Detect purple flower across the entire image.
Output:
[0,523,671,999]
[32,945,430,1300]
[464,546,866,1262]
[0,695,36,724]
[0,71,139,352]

--

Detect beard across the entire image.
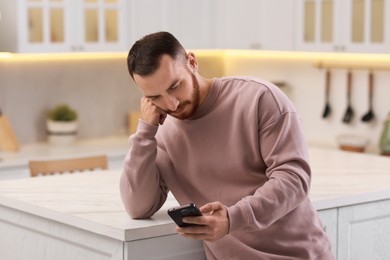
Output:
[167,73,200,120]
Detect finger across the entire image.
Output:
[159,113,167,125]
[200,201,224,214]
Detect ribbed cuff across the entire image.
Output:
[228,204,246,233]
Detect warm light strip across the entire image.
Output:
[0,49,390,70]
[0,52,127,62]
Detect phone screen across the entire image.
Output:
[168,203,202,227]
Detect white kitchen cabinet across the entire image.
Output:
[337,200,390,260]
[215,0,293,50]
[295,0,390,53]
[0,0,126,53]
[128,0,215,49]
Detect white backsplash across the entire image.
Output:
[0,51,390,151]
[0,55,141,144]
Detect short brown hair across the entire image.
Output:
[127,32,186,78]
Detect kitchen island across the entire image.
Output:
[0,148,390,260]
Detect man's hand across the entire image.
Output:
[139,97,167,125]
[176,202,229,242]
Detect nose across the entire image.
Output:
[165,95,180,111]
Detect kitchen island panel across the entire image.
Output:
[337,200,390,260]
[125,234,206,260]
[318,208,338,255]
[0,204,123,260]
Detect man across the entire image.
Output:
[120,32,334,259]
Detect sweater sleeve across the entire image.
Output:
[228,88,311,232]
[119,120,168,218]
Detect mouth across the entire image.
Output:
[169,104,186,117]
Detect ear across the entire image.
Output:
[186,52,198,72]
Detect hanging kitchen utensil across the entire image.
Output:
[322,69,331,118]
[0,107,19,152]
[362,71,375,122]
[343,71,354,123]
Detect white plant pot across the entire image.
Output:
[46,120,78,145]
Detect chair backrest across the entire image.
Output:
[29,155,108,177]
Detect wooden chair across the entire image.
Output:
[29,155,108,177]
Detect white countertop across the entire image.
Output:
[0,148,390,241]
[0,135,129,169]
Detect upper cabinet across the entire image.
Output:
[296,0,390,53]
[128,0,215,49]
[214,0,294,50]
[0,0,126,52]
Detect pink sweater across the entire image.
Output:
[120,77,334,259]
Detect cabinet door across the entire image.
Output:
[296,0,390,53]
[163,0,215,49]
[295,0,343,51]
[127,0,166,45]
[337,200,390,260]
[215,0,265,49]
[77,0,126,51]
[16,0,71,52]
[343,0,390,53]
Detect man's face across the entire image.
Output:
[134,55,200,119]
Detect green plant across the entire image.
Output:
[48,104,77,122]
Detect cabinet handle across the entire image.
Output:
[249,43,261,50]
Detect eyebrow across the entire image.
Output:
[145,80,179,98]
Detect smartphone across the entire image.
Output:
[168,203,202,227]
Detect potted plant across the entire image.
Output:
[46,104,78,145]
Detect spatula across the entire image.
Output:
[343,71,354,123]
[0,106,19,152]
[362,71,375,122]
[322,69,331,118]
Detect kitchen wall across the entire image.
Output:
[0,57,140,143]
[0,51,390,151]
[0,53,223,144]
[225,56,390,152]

# Task to complete
Copy every line of the items from the line containing "Detect purple flower across the entire image." through the line containing "[0,71,139,352]", both included, shifting each box coordinate in the answers up by 15.

# Solution to the problem
Detect purple flower across the entire image.
Output:
[15,538,686,1014]
[47,960,445,1315]
[479,561,881,1277]
[15,710,51,739]
[15,86,154,367]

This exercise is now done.